=== Work task ===
Using the listing below, set down exactly the lines starting at the line that contains "Would you mind pointing to the street" and ending at the line that contains "Would you mind pointing to the white suv", both included, and no others.

=== Data ===
----------

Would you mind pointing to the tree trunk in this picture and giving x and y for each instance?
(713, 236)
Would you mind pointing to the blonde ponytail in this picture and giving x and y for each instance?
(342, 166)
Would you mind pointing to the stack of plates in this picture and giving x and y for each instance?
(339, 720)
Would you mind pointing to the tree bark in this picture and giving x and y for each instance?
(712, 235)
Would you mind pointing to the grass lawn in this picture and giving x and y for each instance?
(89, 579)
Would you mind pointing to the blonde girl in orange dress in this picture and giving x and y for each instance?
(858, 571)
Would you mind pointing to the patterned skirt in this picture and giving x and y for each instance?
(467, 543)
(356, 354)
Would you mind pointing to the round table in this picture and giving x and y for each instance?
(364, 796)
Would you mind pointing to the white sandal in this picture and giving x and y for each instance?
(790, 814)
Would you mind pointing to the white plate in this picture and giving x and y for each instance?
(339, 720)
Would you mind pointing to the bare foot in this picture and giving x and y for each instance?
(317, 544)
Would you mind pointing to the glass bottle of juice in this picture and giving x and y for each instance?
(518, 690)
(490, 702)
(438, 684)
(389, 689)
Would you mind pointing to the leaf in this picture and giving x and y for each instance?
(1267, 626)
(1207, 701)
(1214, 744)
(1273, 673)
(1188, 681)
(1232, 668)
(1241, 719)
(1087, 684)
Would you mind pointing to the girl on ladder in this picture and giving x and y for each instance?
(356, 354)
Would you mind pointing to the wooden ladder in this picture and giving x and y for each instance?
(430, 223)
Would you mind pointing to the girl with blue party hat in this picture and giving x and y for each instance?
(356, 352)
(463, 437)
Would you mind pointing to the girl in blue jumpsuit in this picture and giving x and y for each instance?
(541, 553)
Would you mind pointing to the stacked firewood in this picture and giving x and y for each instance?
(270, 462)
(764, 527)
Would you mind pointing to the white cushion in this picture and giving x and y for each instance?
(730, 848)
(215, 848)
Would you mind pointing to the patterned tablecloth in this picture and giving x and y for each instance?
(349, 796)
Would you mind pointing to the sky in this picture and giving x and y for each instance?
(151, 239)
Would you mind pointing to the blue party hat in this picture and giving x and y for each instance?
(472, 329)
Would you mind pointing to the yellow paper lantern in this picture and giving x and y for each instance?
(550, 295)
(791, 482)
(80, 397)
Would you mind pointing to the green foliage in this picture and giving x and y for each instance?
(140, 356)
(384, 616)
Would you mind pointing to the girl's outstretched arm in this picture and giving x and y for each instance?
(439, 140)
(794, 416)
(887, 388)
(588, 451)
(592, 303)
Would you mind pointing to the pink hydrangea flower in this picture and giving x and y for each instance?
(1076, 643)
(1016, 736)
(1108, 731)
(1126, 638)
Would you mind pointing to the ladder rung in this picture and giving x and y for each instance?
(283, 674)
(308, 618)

----------

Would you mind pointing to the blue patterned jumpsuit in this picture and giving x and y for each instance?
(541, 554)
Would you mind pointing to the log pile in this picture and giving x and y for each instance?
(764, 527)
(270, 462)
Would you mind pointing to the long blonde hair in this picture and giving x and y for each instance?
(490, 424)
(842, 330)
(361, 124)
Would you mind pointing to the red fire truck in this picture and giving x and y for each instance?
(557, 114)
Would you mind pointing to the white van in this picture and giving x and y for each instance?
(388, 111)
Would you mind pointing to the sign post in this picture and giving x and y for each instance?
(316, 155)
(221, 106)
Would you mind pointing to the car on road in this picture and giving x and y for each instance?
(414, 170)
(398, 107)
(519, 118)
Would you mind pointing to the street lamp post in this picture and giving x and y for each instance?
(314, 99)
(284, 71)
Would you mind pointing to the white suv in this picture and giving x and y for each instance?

----------

=== Task result ===
Would you mind pointing to the street lamp post in this picture and giving x and y for each instance?
(314, 99)
(284, 71)
Would you mind pointing to the white suv in this picture and giving x and y for each instance?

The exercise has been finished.